Rewrite the NFS patch message between "by Benjamin Coddington" and "recovery would hang.", inclusive, replacing "regression" with "defect".

### Selected excerpt

□ □ □ □ □

2023-07-01 12:13:23

by Benjamin Coddington

[permalink] [raw]
Subject: [PATCH v3] NFSv4: Fix dropped lock for racing OPEN and delegation return

Commmit f5ea16137a3f ("NFSv4: Retry LOCK on OLD_STATEID during delegation
return") attempted to solve this problem by using nfs4's generic async error
handling, but introduced a regression where v4.0 lock recovery would hang.
The additional complexity introduced by overloading that error handling is
not necessary for this case. This patch expects that commit to be
reverted.

The problem as originally explained in the above commit is:

There's a small window where a LOCK sent during a delegation return can
race with another OPEN on client, but the open stateid has not yet been
updated. In this case, the client doesn't handle the OLD_STATEID error
from the server and will lose this lock, emitting:
"NFS: nfs4_handle_delegation_recall_error: unhandled error -10024".

□ □ □ □ □

### Dataset rows
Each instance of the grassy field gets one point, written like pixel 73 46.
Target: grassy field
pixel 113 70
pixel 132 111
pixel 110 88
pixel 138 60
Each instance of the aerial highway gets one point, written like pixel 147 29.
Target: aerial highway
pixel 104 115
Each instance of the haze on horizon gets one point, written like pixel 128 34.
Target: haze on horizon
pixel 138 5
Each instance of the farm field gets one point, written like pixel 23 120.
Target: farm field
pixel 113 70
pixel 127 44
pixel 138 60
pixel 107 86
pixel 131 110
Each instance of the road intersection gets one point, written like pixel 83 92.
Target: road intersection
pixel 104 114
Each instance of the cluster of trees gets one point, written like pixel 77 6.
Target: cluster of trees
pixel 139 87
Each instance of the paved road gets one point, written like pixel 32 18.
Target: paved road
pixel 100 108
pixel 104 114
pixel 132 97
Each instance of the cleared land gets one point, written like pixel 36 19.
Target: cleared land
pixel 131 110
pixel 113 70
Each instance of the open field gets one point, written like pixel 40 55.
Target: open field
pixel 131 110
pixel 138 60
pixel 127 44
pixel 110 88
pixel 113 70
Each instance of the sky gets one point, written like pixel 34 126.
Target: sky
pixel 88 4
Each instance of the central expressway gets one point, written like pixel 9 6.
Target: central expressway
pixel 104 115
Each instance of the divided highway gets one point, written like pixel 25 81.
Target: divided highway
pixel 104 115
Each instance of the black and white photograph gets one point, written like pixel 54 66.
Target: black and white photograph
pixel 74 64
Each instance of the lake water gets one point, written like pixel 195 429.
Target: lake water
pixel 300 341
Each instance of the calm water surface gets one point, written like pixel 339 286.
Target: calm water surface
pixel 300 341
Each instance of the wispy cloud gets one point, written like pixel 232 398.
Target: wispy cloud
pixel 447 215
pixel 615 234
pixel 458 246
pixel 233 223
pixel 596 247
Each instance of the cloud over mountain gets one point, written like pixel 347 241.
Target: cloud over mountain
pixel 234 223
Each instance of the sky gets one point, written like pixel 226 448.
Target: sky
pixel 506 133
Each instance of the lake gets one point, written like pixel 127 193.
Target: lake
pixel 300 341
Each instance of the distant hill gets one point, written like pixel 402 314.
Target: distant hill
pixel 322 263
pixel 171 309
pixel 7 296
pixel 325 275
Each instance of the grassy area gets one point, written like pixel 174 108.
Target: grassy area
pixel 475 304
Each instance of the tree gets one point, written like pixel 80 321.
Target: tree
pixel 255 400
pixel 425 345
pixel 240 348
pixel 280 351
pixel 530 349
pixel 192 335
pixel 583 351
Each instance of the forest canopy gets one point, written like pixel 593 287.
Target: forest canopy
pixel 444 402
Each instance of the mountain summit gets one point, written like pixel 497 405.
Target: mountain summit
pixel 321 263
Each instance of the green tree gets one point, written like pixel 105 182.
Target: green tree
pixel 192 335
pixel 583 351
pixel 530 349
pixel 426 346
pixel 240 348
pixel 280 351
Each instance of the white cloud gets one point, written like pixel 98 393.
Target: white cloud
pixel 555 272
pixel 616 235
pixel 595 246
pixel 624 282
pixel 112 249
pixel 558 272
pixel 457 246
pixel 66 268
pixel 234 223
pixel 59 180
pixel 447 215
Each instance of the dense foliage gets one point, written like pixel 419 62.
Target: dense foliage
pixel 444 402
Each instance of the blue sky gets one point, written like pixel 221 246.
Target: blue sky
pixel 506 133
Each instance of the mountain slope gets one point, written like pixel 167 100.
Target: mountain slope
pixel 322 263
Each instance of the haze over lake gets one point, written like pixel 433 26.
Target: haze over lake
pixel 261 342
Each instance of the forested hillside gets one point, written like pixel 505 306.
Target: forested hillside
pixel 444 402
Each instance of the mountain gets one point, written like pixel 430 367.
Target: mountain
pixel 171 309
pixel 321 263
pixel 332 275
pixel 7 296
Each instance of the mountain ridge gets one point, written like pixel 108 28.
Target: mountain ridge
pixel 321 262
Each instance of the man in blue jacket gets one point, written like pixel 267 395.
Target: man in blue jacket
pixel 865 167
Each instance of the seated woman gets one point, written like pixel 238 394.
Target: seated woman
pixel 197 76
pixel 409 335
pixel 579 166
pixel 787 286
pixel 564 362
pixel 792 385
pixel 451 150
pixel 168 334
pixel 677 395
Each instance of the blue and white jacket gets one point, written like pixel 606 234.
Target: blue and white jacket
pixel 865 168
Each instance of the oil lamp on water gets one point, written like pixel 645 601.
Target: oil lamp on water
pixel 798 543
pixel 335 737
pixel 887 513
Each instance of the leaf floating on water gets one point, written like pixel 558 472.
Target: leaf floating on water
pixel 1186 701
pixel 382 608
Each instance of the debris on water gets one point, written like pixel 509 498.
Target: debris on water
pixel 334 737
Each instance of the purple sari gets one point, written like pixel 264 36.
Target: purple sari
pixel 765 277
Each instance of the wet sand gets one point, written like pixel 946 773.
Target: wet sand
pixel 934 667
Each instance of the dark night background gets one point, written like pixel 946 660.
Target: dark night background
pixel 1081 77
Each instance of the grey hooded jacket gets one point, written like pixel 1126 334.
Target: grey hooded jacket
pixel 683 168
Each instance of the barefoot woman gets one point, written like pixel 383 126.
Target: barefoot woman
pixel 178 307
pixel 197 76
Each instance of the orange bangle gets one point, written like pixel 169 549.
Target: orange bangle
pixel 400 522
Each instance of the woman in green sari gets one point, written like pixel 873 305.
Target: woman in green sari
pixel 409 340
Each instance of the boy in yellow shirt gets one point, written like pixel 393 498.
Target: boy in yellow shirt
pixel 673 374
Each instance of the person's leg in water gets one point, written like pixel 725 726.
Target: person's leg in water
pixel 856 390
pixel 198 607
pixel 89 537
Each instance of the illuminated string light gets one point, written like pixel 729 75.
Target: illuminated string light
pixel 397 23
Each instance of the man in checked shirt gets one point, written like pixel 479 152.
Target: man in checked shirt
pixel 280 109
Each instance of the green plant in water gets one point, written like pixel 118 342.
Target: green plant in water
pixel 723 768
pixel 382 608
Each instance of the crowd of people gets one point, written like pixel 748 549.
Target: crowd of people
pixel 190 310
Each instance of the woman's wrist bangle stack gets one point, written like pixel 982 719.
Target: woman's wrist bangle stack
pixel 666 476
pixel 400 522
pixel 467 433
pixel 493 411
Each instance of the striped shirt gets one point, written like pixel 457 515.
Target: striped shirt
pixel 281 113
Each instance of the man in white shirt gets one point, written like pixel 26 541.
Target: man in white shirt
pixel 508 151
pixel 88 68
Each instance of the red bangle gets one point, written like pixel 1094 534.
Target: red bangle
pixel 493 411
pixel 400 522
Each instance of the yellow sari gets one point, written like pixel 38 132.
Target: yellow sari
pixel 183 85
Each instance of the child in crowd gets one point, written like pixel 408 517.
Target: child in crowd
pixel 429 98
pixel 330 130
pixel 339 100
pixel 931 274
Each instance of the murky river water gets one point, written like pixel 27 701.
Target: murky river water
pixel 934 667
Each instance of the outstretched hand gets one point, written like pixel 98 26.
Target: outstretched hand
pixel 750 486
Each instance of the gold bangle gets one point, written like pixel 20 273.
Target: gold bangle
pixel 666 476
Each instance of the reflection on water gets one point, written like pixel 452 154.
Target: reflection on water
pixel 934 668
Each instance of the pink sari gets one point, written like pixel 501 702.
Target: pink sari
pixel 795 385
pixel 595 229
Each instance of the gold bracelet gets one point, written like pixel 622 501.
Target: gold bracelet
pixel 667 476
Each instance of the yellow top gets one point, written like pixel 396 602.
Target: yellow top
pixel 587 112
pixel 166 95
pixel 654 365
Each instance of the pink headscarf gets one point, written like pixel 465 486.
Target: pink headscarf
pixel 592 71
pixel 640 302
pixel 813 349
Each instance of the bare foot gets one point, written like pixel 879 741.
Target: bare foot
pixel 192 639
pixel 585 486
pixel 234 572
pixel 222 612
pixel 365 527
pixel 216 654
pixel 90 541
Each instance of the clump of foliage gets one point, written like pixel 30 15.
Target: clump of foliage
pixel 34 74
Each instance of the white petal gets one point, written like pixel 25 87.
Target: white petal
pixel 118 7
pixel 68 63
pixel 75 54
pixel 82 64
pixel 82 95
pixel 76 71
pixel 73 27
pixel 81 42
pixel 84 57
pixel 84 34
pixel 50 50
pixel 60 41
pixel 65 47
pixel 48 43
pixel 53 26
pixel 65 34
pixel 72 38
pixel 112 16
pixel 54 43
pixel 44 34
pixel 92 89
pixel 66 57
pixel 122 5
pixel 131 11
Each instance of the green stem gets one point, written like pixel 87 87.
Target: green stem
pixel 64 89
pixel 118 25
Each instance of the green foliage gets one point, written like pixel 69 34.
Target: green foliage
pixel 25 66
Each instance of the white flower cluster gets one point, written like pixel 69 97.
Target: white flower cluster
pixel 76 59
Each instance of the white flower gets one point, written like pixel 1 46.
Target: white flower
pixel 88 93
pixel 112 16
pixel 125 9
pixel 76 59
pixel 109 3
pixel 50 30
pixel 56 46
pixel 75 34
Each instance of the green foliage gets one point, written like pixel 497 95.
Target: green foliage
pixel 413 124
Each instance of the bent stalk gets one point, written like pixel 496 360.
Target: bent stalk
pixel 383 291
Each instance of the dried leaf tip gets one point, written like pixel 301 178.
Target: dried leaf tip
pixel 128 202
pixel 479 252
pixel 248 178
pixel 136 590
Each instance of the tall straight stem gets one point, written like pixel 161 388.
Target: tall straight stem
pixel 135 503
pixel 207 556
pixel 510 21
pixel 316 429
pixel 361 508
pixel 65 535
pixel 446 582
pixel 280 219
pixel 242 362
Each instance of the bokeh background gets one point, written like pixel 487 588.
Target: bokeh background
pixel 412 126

□ □ □ □ □

### Result of this task
by Benjamin Coddington

[permalink] [raw]
Subject: [PATCH v3] NFSv4: Fix dropped lock for racing OPEN and delegation return

Commmit f5ea16137a3f ("NFSv4: Retry LOCK on OLD_STATEID during delegation
return") attempted to solve this problem by using nfs4's generic async error
handling, but introduced a defect where v4.0 lock recovery would hang.